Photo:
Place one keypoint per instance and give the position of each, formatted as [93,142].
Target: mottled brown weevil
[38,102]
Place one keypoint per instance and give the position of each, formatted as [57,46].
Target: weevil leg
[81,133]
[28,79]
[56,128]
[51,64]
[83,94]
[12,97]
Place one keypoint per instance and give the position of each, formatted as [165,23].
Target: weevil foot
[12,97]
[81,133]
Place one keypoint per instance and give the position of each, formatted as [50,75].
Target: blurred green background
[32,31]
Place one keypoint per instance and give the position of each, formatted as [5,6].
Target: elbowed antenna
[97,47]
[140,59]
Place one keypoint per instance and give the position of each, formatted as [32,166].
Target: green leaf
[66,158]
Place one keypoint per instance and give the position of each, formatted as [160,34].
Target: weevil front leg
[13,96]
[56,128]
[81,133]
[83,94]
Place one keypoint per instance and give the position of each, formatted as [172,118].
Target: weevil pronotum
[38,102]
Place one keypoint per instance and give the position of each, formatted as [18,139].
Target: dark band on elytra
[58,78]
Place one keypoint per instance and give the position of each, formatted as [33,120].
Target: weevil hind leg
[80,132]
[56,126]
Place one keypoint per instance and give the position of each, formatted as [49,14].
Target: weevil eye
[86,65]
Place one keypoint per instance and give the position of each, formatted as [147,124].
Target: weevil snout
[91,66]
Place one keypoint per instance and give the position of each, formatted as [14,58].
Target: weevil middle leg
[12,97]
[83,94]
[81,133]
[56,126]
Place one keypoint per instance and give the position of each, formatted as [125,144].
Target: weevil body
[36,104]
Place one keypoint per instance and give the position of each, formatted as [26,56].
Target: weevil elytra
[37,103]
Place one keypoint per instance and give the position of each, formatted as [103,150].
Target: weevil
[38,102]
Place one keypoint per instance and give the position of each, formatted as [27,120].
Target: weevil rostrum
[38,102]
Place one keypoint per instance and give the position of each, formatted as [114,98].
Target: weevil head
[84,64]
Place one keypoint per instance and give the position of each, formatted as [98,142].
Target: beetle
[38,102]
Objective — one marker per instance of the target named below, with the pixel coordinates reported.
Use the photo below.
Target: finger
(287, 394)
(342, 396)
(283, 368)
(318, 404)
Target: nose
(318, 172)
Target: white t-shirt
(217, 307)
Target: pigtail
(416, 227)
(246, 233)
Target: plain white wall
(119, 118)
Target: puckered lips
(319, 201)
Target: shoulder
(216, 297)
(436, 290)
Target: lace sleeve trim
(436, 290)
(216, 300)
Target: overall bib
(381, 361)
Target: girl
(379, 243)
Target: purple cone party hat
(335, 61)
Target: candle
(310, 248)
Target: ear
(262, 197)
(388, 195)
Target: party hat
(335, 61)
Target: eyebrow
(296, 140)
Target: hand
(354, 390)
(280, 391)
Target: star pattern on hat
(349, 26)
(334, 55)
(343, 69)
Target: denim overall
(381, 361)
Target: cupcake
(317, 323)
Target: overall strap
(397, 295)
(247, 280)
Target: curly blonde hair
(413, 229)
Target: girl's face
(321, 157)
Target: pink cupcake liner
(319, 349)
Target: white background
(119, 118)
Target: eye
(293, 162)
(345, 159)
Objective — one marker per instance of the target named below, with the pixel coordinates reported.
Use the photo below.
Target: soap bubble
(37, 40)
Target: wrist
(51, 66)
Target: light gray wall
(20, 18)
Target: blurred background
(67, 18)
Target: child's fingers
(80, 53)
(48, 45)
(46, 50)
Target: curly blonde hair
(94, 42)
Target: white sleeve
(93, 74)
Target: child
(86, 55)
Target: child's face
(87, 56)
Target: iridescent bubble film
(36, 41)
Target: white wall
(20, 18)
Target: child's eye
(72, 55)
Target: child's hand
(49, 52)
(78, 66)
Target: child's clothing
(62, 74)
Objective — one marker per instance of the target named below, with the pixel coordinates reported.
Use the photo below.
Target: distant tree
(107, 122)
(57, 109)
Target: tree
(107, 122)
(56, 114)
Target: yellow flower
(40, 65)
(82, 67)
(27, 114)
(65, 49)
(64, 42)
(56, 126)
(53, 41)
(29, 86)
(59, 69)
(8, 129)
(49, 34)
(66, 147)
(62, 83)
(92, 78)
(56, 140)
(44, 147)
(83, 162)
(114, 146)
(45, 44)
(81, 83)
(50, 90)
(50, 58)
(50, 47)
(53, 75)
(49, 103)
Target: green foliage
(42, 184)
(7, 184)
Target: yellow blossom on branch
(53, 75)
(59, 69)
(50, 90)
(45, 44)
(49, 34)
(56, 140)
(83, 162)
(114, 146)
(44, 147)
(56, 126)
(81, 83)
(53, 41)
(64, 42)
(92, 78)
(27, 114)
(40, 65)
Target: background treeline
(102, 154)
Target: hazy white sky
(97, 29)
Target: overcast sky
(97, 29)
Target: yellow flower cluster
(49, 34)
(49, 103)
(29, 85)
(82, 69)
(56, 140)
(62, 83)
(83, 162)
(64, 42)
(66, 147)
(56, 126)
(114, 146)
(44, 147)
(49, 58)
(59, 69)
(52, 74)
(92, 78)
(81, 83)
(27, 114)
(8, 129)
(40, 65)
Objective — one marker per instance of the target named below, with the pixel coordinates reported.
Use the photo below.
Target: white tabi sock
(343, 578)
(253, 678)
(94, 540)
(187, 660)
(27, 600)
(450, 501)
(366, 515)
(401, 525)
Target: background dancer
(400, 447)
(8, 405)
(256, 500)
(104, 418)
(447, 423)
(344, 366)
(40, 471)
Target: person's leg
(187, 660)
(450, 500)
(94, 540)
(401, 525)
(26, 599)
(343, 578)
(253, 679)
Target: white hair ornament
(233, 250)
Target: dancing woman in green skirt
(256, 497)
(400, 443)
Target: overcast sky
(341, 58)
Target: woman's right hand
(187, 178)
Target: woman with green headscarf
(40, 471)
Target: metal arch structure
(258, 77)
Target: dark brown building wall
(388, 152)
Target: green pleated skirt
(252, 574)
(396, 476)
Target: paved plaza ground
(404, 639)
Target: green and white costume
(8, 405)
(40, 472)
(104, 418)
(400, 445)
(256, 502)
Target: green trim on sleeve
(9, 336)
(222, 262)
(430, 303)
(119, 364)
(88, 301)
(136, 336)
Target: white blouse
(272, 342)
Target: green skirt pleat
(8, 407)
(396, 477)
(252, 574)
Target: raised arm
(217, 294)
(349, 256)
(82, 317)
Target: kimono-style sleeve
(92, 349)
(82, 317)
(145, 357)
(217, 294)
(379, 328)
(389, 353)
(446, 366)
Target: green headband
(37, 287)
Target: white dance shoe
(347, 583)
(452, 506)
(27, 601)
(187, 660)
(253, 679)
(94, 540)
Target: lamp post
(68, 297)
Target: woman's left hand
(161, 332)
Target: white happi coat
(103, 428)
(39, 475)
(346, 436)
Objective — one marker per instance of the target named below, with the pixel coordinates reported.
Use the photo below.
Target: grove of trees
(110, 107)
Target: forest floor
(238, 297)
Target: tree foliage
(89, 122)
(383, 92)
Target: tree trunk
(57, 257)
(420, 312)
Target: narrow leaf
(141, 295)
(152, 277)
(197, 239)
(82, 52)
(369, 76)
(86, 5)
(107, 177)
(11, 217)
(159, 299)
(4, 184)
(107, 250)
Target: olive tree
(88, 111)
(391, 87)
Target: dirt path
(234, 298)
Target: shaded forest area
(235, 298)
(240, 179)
_ _ _ _ _
**Task instructions**
Exactly reproduce every line found in the records.

**Completed task**
Photo:
Place one keypoint per instance and give the position of each, formatted as [93,142].
Target: mottled brown weevil
[38,102]
Place one keypoint per instance and give the position of each, formatted as [57,46].
Target: weevil leg
[81,133]
[28,79]
[56,128]
[51,64]
[83,94]
[12,97]
Place one keypoint per instance and give the position of each, formatted as [165,23].
Target: weevil foot
[12,97]
[81,133]
Place one keypoint per instance and give the position of each, formatted as [50,75].
Target: blurred green background
[32,31]
Place one keypoint per instance and give the position of each, formatted as [5,6].
Target: elbowed antenna
[97,47]
[140,59]
Place one keypoint per instance and give the position of each, formatted as [32,166].
Target: green leaf
[66,158]
Place one keypoint per instance and give the position of each, formatted as [160,34].
Target: weevil front leg
[13,96]
[56,128]
[81,133]
[83,94]
Place one keypoint per instance and give the position of each, formatted as [172,118].
Target: weevil pronotum
[38,102]
Place one keypoint per instance and give the position of each, formatted as [18,139].
Target: dark band on elytra
[58,78]
Place one keypoint per instance and give the position of each, formatted as [33,120].
Target: weevil hind leg
[80,132]
[56,126]
Place one keypoint per instance and give the position of each, formatted as [49,14].
Target: weevil eye
[86,65]
Place one keypoint per instance and give the position of each, formatted as [147,124].
Target: weevil snout
[91,66]
Place one keypoint per instance and give the position of each, formatted as [14,58].
Target: weevil middle leg
[12,97]
[83,94]
[81,133]
[56,126]
Place one keypoint per instance and give the position of each, formatted as [125,144].
Target: weevil body
[36,104]
Place one keypoint per instance and give the position of each, formatted as [26,56].
Target: weevil elytra
[37,103]
Place one keypoint per instance and give the position of each, formatted as [103,150].
Target: weevil
[38,102]
Place one keypoint per instance and give the position of each, formatted as [27,120].
Target: weevil rostrum
[38,102]
Place one keypoint per instance and give the position of each, formatted as [114,98].
Target: weevil head
[84,64]
Place one keypoint per instance and give the position of each, formatted as [98,142].
Target: beetle
[38,102]
Objective — one marker per instance of the target named below, with the pixel coordinates reported.
Use the photo below.
Target: finger
(287, 394)
(342, 396)
(283, 368)
(318, 404)
Target: nose
(318, 172)
Target: white t-shirt
(217, 307)
Target: pigtail
(416, 227)
(246, 233)
Target: plain white wall
(119, 118)
Target: puckered lips
(319, 201)
Target: shoulder
(216, 297)
(436, 290)
Target: lace sleeve trim
(436, 290)
(216, 300)
Target: overall bib
(381, 361)
Target: girl
(379, 243)
Target: purple cone party hat
(335, 61)
Target: candle
(310, 248)
Target: ear
(262, 197)
(388, 195)
Target: party hat
(335, 61)
Target: eyebrow
(296, 140)
Target: hand
(354, 390)
(280, 391)
Target: star pattern on hat
(349, 26)
(334, 55)
(343, 69)
Target: denim overall
(381, 361)
Target: cupcake
(317, 323)
Target: overall strap
(397, 295)
(247, 280)
Target: curly blonde hair
(413, 229)
Target: girl's face
(321, 157)
Target: pink cupcake liner
(319, 349)
Target: white background
(119, 118)
Target: eye
(293, 162)
(345, 159)
Objective — one marker per instance of the target named below, with the pixel coordinates reported.
Use the photo below.
Target: soap bubble
(37, 40)
Target: wrist
(51, 66)
Target: light gray wall
(20, 18)
Target: blurred background
(67, 18)
Target: child's fingers
(80, 53)
(48, 45)
(46, 50)
Target: curly blonde hair
(94, 42)
Target: white sleeve
(93, 74)
Target: child
(86, 55)
Target: child's face
(87, 56)
Target: iridescent bubble film
(36, 41)
Target: white wall
(20, 18)
Target: child's eye
(72, 55)
Target: child's hand
(49, 52)
(78, 66)
Target: child's clothing
(62, 74)
Objective — one marker per instance of the target named below, with the pixel coordinates reported.
Use the photo below.
Target: distant tree
(107, 122)
(57, 109)
Target: tree
(107, 122)
(56, 114)
Target: yellow flower
(40, 65)
(82, 67)
(27, 114)
(65, 49)
(64, 42)
(56, 126)
(53, 41)
(29, 86)
(59, 69)
(8, 129)
(49, 34)
(66, 147)
(62, 83)
(92, 78)
(56, 140)
(44, 147)
(83, 162)
(114, 146)
(45, 44)
(81, 83)
(50, 90)
(50, 58)
(50, 47)
(53, 75)
(49, 103)
Target: green foliage
(42, 184)
(7, 184)
Target: yellow blossom on branch
(53, 75)
(59, 69)
(50, 90)
(45, 44)
(49, 34)
(56, 140)
(83, 162)
(114, 146)
(44, 147)
(56, 126)
(81, 83)
(53, 41)
(64, 42)
(92, 78)
(27, 114)
(40, 65)
Target: background treeline
(102, 154)
Target: hazy white sky
(97, 29)
Target: overcast sky
(97, 29)
Target: yellow flower cluster
(49, 34)
(49, 103)
(29, 85)
(82, 69)
(56, 140)
(62, 83)
(83, 162)
(64, 42)
(66, 147)
(56, 126)
(114, 146)
(44, 147)
(49, 58)
(59, 69)
(52, 74)
(92, 78)
(81, 83)
(27, 114)
(8, 129)
(40, 65)
Objective — one marker per instance of the target named below, with the pixel coordinates reported.
Use the photo below.
Target: white tabi sock
(343, 578)
(253, 678)
(94, 540)
(187, 660)
(27, 600)
(450, 501)
(366, 515)
(401, 525)
Target: background dancer
(400, 447)
(8, 405)
(256, 500)
(104, 418)
(447, 423)
(344, 366)
(40, 471)
Target: person's leg
(187, 660)
(450, 500)
(94, 540)
(401, 525)
(26, 599)
(343, 578)
(253, 679)
Target: white hair ornament
(233, 250)
Target: dancing woman in green skirt
(256, 497)
(400, 443)
Target: overcast sky
(341, 58)
Target: woman's right hand
(187, 178)
Target: woman with green headscarf
(40, 471)
Target: metal arch structure
(258, 77)
Target: dark brown building wall
(388, 152)
Target: green pleated skirt
(252, 574)
(396, 476)
Target: paved plaza ground
(404, 639)
Target: green and white costume
(8, 405)
(40, 472)
(104, 418)
(400, 445)
(256, 502)
Target: green trim on sleeve
(9, 336)
(222, 262)
(430, 303)
(119, 364)
(88, 301)
(136, 336)
Target: white blouse
(272, 342)
Target: green skirt pleat
(8, 407)
(396, 477)
(252, 574)
Target: raised arm
(217, 294)
(349, 256)
(82, 317)
Target: kimono-style sleeve
(92, 349)
(82, 317)
(145, 357)
(217, 294)
(379, 328)
(389, 353)
(446, 366)
Target: green headband
(37, 287)
Target: white dance shoe
(347, 583)
(452, 506)
(27, 601)
(187, 660)
(253, 679)
(94, 540)
Target: lamp post
(68, 297)
Target: woman's left hand
(161, 332)
Target: white happi coat
(103, 428)
(39, 475)
(346, 436)
Objective — one marker per instance of the target named below, with the pixel coordinates reported.
Use the photo below.
Target: grove of trees
(110, 107)
Target: forest floor
(238, 297)
Target: tree foliage
(89, 122)
(383, 92)
Target: tree trunk
(57, 257)
(420, 312)
Target: narrow leaf
(141, 295)
(152, 277)
(197, 239)
(82, 52)
(369, 76)
(86, 5)
(107, 177)
(11, 217)
(159, 299)
(4, 184)
(107, 250)
Target: olive tree
(88, 111)
(391, 87)
Target: dirt path
(234, 298)
Target: shaded forest area
(235, 298)
(240, 179)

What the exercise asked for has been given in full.